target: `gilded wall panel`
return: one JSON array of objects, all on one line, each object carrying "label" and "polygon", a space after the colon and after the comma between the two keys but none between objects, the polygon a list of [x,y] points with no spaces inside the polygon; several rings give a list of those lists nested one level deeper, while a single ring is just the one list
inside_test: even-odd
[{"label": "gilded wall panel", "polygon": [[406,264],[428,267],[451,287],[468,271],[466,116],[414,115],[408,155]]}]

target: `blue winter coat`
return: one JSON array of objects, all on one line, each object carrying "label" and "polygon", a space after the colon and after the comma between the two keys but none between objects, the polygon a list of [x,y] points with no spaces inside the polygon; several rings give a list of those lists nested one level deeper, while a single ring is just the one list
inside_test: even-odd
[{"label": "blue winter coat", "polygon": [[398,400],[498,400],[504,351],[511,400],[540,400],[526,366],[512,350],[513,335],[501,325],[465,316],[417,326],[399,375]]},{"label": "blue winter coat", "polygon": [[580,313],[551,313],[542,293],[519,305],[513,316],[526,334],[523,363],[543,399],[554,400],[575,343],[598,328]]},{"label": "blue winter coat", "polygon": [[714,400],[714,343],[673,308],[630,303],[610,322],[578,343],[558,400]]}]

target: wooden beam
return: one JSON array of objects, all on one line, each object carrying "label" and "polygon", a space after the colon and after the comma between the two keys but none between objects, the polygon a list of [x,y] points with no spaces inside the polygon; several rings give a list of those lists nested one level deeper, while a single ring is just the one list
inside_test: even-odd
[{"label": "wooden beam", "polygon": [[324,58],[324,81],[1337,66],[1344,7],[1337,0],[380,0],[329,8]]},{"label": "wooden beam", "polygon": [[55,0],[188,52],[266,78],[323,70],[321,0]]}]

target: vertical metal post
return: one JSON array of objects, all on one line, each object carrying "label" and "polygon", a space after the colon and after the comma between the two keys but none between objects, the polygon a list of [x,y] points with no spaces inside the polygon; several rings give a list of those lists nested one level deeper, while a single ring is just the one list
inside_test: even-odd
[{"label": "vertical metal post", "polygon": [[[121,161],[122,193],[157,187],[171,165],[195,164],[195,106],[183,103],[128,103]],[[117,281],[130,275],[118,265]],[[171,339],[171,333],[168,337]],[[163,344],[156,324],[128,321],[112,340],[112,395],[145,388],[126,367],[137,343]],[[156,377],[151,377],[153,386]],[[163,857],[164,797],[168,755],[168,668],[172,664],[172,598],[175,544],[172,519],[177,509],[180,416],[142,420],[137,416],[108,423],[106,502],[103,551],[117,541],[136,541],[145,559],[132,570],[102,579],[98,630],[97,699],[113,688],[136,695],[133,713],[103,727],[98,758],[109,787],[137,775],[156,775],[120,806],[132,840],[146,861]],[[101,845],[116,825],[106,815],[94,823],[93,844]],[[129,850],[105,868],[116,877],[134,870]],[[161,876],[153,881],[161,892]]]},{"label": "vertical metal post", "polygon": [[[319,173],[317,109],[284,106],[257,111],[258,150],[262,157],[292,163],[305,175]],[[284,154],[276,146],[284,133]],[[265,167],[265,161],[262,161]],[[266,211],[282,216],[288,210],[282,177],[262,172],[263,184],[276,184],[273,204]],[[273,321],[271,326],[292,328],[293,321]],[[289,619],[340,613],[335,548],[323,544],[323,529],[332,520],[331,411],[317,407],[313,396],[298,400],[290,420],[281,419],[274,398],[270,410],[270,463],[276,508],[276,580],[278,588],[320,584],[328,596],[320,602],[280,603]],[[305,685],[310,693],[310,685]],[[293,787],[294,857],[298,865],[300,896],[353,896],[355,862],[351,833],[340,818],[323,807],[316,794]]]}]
=====
» **The exercise**:
Reproduce every one of the lines above word for word, changing nothing.

» **Solution to this task**:
target: `gilded wall panel`
return: one JSON array of objects, all on one line, each object carrying "label" and "polygon", a space after the colon and after the comma between the two keys but none between objects, the polygon a list of [x,y] points with no spaces inside the polygon; several rings give a list of those lists nested one level deeper, while a single ring is just the one list
inside_test: even-odd
[{"label": "gilded wall panel", "polygon": [[406,264],[428,267],[451,287],[468,271],[466,116],[414,115],[408,155]]}]

target: `blue winter coat`
return: one JSON array of objects, all on one line, each object carrying "label" and "polygon", a space after the colon and after the comma between the two keys but none between objects, the polygon a list of [x,y] points with no spaces inside the polygon; several rings give a list of those lists nested one level deeper, while a single ring is just the one list
inside_test: even-odd
[{"label": "blue winter coat", "polygon": [[398,400],[498,400],[504,351],[511,400],[540,400],[526,366],[512,350],[513,335],[501,325],[465,316],[417,326],[399,375]]},{"label": "blue winter coat", "polygon": [[580,313],[551,313],[542,293],[519,305],[513,316],[526,334],[523,363],[543,399],[554,400],[575,343],[598,328]]},{"label": "blue winter coat", "polygon": [[714,400],[714,343],[673,308],[630,303],[610,322],[578,343],[558,400]]}]

target: wooden beam
return: one JSON array of objects, all on one line, each object carrying "label" and "polygon", a space after the colon and after the comma between the two keys but none between objects, the polygon a list of [x,y] points with no spaces inside the polygon; several rings give a list of those lists nested one level deeper, while a single ring is just the one list
inside_test: even-odd
[{"label": "wooden beam", "polygon": [[324,58],[324,81],[1337,66],[1344,7],[1337,0],[380,0],[329,8]]},{"label": "wooden beam", "polygon": [[55,0],[188,52],[266,78],[323,70],[321,0]]}]

target: vertical metal post
return: one JSON array of objects, all on one line, each object carrying "label" and "polygon", a space after the colon and after the comma between the two keys but none between objects, the polygon a list of [x,y] points with no spaces inside the polygon; several rings give a list of those lists nested one level deeper, while a single ring is just the one list
inside_test: even-odd
[{"label": "vertical metal post", "polygon": [[[121,161],[122,193],[157,187],[171,165],[195,164],[195,106],[183,103],[128,103]],[[117,281],[130,275],[118,265]],[[171,339],[171,333],[168,337]],[[163,344],[156,324],[128,321],[112,340],[112,395],[145,388],[126,367],[137,343]],[[156,377],[151,377],[153,386]],[[163,857],[164,797],[168,755],[168,668],[172,664],[172,598],[175,544],[172,519],[177,509],[180,416],[142,420],[137,416],[108,423],[106,502],[103,551],[117,541],[136,541],[145,559],[132,570],[102,579],[98,630],[97,699],[113,688],[136,695],[133,713],[103,727],[98,758],[109,787],[137,775],[156,775],[120,806],[132,840],[146,861]],[[101,845],[116,825],[106,815],[94,823],[93,844]],[[129,850],[105,868],[116,877],[134,870]],[[161,876],[153,881],[161,892]]]},{"label": "vertical metal post", "polygon": [[[319,173],[317,109],[284,106],[257,111],[258,150],[262,157],[292,163],[305,175]],[[284,154],[276,146],[284,133]],[[265,167],[265,161],[262,161]],[[266,211],[282,216],[288,210],[282,177],[262,172],[263,184],[276,184],[273,204]],[[273,321],[271,326],[292,328],[293,321]],[[289,619],[340,613],[335,548],[323,544],[323,529],[332,520],[331,411],[317,407],[313,396],[298,400],[290,420],[281,419],[274,398],[270,410],[270,463],[276,508],[276,580],[278,588],[320,584],[328,596],[320,602],[280,603]],[[305,685],[310,693],[310,685]],[[293,787],[294,857],[298,865],[300,896],[353,896],[355,862],[351,833],[340,818],[323,807],[316,794]]]}]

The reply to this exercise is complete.